:: What to produce ::
Search the entries for the word "below" and pull out each line that has it.

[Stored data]
========================================
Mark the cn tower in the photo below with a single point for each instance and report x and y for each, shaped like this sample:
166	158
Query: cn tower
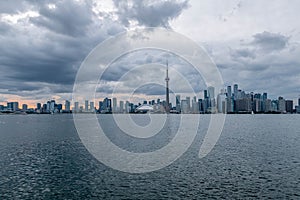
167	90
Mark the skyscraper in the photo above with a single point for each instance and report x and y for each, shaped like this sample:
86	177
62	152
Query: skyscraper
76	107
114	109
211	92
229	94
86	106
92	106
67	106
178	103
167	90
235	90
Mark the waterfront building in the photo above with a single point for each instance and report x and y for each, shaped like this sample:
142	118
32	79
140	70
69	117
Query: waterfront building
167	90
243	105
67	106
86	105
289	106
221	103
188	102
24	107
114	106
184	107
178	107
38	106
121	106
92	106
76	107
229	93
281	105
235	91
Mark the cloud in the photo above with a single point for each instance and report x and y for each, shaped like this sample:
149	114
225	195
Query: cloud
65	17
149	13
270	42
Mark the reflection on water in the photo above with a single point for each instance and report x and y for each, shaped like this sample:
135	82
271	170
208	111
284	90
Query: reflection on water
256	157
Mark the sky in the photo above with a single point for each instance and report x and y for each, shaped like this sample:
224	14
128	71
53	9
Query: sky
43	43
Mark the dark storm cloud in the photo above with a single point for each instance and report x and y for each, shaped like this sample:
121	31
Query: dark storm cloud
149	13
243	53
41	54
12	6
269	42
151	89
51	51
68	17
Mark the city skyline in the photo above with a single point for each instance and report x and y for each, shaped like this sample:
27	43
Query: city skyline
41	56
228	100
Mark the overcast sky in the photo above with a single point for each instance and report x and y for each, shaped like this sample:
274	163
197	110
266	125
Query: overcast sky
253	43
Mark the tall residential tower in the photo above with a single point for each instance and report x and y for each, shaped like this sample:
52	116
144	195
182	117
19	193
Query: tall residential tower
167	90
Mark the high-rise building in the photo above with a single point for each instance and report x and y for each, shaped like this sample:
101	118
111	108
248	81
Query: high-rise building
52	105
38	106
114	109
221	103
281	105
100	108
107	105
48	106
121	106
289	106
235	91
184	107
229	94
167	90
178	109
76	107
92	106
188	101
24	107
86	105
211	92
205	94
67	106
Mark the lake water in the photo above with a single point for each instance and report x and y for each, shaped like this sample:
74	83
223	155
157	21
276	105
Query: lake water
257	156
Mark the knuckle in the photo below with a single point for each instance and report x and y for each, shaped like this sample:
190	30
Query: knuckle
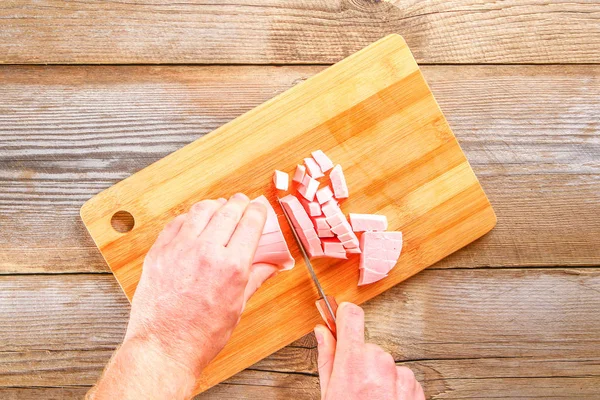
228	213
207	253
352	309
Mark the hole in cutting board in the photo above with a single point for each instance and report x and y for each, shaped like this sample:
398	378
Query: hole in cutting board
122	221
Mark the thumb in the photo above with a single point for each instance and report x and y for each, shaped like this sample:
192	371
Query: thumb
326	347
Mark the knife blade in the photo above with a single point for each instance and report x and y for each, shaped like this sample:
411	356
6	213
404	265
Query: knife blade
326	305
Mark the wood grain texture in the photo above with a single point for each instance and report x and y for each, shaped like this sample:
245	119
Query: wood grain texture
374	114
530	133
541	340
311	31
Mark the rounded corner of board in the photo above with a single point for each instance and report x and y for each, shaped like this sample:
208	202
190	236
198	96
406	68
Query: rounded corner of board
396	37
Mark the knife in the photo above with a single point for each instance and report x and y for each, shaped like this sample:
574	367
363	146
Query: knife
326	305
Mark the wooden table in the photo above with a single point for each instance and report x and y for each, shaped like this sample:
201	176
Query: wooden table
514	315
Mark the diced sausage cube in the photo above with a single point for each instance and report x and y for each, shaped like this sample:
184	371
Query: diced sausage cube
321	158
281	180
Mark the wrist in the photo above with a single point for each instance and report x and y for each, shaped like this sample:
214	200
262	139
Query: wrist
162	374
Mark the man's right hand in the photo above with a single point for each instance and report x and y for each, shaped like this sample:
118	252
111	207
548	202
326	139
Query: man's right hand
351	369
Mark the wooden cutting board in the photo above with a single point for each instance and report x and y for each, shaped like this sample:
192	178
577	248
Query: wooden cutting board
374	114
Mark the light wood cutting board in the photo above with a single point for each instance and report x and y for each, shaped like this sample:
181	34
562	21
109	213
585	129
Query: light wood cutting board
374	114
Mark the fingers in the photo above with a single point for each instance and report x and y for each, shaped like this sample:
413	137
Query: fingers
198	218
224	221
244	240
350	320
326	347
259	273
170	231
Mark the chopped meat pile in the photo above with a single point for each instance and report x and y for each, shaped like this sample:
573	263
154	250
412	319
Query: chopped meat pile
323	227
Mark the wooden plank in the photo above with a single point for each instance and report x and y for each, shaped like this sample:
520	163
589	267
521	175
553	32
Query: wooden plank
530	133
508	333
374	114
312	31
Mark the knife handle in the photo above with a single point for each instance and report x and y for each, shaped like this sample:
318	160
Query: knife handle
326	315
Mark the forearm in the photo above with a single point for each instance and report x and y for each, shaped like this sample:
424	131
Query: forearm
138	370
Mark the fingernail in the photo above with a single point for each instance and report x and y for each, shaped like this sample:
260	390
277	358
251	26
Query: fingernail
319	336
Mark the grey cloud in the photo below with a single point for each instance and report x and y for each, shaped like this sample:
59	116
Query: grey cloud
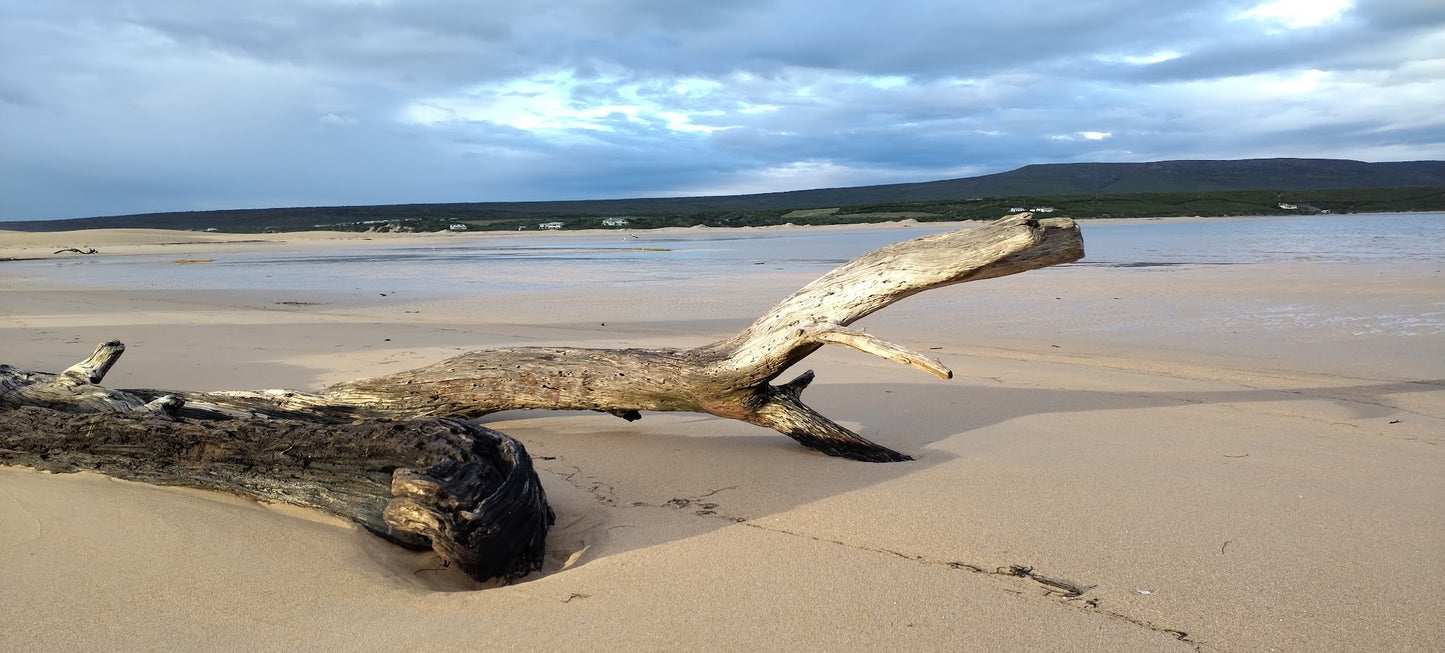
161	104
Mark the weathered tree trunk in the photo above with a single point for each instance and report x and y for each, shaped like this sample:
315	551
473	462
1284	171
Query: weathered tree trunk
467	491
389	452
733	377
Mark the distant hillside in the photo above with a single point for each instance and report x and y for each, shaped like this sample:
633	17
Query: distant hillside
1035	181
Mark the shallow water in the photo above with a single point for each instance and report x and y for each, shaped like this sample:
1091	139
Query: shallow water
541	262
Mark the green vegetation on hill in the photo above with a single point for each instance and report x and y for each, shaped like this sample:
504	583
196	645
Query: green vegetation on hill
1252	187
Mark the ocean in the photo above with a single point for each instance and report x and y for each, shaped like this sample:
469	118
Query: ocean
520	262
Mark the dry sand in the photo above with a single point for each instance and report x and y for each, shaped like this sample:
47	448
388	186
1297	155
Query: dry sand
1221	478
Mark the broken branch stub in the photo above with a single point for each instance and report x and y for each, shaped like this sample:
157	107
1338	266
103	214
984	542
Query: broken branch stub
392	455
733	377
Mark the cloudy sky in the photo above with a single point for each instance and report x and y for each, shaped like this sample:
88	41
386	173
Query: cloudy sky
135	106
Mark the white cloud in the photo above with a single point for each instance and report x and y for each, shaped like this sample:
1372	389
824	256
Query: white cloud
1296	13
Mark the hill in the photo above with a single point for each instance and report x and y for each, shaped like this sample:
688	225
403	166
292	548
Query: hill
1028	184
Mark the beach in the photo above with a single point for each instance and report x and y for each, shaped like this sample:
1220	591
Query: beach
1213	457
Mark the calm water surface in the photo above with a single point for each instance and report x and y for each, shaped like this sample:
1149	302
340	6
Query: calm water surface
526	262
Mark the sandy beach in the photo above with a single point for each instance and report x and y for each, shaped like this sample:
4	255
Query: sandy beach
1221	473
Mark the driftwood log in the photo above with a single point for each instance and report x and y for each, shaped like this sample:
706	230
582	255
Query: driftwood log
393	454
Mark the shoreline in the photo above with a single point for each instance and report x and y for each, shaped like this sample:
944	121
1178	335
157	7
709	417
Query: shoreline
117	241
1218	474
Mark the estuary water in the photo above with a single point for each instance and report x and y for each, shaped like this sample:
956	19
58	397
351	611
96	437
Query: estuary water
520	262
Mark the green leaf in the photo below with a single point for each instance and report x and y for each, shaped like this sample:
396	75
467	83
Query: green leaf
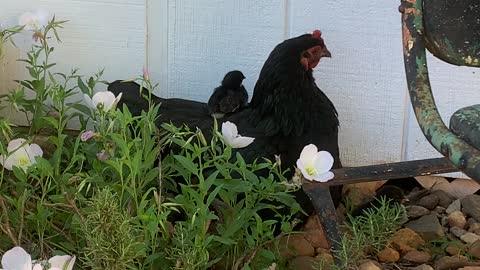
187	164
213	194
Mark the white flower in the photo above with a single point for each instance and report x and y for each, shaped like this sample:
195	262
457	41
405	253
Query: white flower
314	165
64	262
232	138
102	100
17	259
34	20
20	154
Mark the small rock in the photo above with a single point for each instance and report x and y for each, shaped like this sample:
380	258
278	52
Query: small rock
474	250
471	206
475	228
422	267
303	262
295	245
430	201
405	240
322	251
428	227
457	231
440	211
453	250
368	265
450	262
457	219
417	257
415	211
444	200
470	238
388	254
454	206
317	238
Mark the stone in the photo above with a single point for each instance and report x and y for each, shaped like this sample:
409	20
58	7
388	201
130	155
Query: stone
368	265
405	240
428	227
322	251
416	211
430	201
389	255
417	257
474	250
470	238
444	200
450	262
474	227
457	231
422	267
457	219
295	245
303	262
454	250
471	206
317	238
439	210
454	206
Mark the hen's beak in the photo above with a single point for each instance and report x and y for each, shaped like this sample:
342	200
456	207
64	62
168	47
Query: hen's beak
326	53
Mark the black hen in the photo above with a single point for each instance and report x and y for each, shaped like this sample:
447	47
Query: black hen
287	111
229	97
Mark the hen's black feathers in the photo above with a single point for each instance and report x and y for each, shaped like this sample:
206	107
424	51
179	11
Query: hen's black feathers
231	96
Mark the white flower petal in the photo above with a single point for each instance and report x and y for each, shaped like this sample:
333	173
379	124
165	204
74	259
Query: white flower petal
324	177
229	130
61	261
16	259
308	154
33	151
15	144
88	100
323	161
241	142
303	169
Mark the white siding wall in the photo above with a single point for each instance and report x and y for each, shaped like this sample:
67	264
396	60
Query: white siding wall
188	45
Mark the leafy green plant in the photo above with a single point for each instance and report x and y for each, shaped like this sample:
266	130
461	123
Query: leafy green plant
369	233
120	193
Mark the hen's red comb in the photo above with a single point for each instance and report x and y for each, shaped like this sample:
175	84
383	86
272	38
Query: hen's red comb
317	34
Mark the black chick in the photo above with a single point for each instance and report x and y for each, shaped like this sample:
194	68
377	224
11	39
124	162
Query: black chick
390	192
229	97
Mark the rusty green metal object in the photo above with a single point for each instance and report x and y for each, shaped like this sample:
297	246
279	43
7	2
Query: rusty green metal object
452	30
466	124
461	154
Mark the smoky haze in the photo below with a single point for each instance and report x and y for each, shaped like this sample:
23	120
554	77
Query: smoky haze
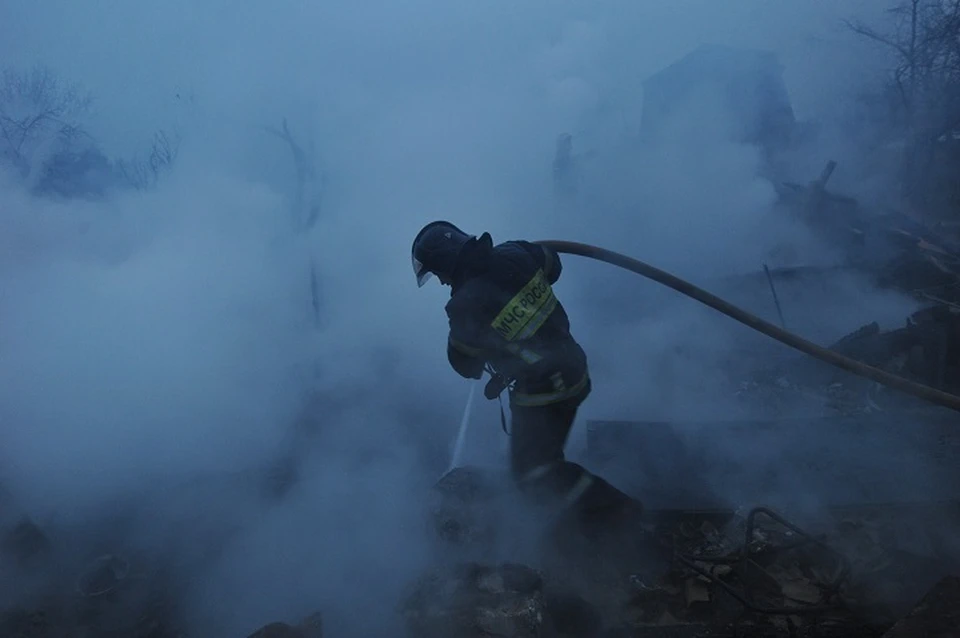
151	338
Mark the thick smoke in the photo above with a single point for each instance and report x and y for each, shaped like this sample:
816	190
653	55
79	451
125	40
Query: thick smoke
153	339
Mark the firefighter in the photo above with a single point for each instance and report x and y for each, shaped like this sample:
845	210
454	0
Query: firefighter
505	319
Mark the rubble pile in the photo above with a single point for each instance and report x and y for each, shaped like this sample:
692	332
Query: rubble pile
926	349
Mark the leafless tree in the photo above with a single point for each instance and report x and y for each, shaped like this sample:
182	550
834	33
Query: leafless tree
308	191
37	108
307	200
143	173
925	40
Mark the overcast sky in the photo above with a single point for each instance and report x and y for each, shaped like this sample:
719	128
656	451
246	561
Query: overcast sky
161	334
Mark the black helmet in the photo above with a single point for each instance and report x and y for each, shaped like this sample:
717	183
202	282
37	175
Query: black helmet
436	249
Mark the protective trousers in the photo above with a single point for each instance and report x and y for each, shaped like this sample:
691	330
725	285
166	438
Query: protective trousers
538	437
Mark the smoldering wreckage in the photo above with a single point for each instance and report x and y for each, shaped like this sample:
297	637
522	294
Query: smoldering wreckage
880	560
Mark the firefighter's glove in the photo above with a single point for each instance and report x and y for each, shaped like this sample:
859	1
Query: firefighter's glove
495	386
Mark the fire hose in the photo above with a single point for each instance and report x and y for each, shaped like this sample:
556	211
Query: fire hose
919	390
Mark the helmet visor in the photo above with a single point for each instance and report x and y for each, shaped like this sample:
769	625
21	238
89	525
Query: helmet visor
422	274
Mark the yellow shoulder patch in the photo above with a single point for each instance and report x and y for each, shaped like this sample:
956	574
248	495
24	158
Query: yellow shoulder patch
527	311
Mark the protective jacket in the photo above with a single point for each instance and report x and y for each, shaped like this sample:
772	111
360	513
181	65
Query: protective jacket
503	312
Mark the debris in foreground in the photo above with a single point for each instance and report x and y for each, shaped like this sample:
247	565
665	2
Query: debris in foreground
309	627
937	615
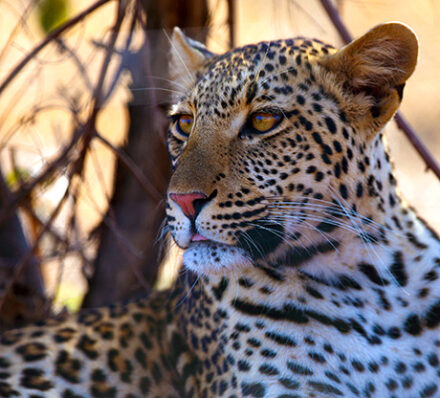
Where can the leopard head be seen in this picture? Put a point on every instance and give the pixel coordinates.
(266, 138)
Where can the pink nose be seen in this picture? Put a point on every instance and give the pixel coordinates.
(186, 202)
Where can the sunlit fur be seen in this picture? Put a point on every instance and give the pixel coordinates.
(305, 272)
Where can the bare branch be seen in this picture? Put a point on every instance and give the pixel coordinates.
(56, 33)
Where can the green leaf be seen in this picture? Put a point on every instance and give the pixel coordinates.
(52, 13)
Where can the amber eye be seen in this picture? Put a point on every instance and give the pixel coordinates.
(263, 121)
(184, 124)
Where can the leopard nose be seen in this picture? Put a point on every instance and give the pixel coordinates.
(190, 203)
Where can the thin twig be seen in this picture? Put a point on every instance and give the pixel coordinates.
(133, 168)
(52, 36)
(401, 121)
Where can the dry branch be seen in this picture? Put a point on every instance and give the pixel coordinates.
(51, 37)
========================================
:: Answer area ::
Mark the cn tower in the photo below with a single point for each instance and report x and y for each, shaped like this sample:
Mark the knuckle in the photo below with a single point for each instance and report x and y for each, shaped like this sample:
Mark the grey cloud in the photo below with a single point for each instance and report x and y for each, shaped like this sample:
Mark the green leaf in the photo below with a single point for each instance and report x and y for each, shaped like this sample:
Mark the smoky haze in the photo below with a single point for each instance and report x and y for each, shaped like this sample:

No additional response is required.